§ **Required work**
- A) Print the part of the passage on archaeological predictive modeling between "2. Materials" and "different environmental conditions.", inclusive.
- B) Answer these questions from the passage on archaeological predictive modeling:
(i) According to Verhagen and Whitley, as what kind of tool has the predictive model achieved reasonable success?
(ii) How many predictive input factors were selected for the study?
(iii) Which two areas did the study explore?

§ **Passage shown**
------

Willey’s [6] pioneering work in Viru Valley, USA, has played an essential role in the history of predictive modeling, influencing the development of subsequent analyses and methods. As the origin of directional settlement research, Willey’s work revealed that the location of human settlements is closely related to the characteristics of the natural environment. Subsequent studies by other scholars [7,8,9,10,11] further elucidated the relationship between archaeological sites and space: the locations of archaeological sites are non-random since spatial conditions limit human behaviors. As such, the realization that archaeological sites are closely related to the natural environment, coupled with the processual emphasis on quantitative methods, enabled the formulation of statistical models for predicting archaeological sites in a region. The input parameters are critical to the results of predictive modeling. Studies by other scholars [12,13,14,15,16] have shown that topographic factors and distance from bodies of water play an important role in the distribution of archaeological sites. However, topographic factors have not received sufficient attention in the existing research. In the current related studies, three or four topographic factors, such as elevation, slope, and curvature, are generally examined; however, these represent only a few topographic characteristics.

Since the APM was first proposed, the research subjects have become increasingly varied, and the research methods have continuously utilized innovative methods. For example, with the recent development of artificial intelligence, some machine learning models have been applied to APM [4,5]. However, as Verhagen and Whitley [17] point out, the predictive model as a cultural resource management (CRM) tool has achieved reasonable success, but it has not commanded much respect from academic scholars. This is due to the desire to use predictive models for minimizing field effort rather than for explaining the differential spatial patterning of archaeological sites. Indeed, much current research focuses on the study of the model itself but overlooks the relationship between archaeological sites and the surrounding natural environments.

In our quest to comprehend the key factors influencing past human landform utilization, we propose a hybrid integration approach for APM with a conditional deep learning attention mechanism (AM) and a frequency ratio (FR). This method intends to tackle the limitation that FR is a density transfer and is unable to accurately decide the importance of individual factors [18]. Furthermore, the original FR model and the MaxEnt method [4,5] were applied to the same data for comparison. Eight predictive input factors were selected for this study. These included elevation, slope, and distance from a river, which are commonly used, as well as several topographical factors rarely used in APM: roughness, relief degree of the land surface (RDLS), plan curvature, profile curvature, and cutting depth. Our proposed data-driven deep learning AM can model these inputs jointly to analyze how they interact with the locations of archaeological sites. In this process, the model learns the effect of all input factors on archaeological site locations and then automatically selects the most relevant factors under the class labels of archaeological sites. We focus on the model’s performance and the relationship between archaeological sites and environmental factors and offer explanations for the model’s results. This can help us understand the relationship between past human civilizations and the natural environment.

2. Materials

2.1. Study Area and Archaeological Background

The study explored the Japanese archipelago (Figure 1a) and Shaanxi Province, China (Figure 1b). These areas were selected because they represent two distinct topographies along an island arc and in a continent, which may affect the interactions between archaeological sites and topographic factors, as well as water availability. The analysis of such areas may provide insight into how past humans interacted with the natural environment under different environmental conditions.

------

[Records from a collection]

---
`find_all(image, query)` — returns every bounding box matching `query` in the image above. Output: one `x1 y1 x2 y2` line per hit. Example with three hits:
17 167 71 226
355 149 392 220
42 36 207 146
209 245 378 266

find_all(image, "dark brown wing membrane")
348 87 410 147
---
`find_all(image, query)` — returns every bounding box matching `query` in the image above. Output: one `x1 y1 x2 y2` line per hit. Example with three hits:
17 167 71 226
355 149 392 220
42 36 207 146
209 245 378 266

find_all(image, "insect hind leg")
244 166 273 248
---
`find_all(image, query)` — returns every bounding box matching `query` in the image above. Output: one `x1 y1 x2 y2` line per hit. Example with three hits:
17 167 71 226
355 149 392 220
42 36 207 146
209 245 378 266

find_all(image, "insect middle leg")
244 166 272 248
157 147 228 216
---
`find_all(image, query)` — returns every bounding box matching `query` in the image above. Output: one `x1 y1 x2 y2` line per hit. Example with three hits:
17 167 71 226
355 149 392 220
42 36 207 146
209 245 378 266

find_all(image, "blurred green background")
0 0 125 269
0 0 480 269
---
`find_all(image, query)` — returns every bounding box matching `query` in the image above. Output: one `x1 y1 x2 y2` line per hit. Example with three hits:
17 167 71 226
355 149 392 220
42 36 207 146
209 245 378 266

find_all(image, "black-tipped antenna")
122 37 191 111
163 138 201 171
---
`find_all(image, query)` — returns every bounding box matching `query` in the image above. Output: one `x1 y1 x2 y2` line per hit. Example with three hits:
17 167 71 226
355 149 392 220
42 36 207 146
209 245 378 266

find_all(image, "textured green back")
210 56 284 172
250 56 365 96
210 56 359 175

------

§ **Responses per task**
- A)
2. Materials

2.1. Study Area and Archaeological Background

The study explored the Japanese archipelago (Figure 1a) and Shaanxi Province, China (Figure 1b). These areas were selected because they represent two distinct topographies along an island arc and in a continent, which may affect the interactions between archaeological sites and topographic factors, as well as water availability. The analysis of such areas may provide insight into how past humans interacted with the natural environment under different environmental conditions.

- B)
(i) As a cultural resource management (CRM) tool.
(ii) Eight.
(iii) The Japanese archipelago and Shaanxi Province, China.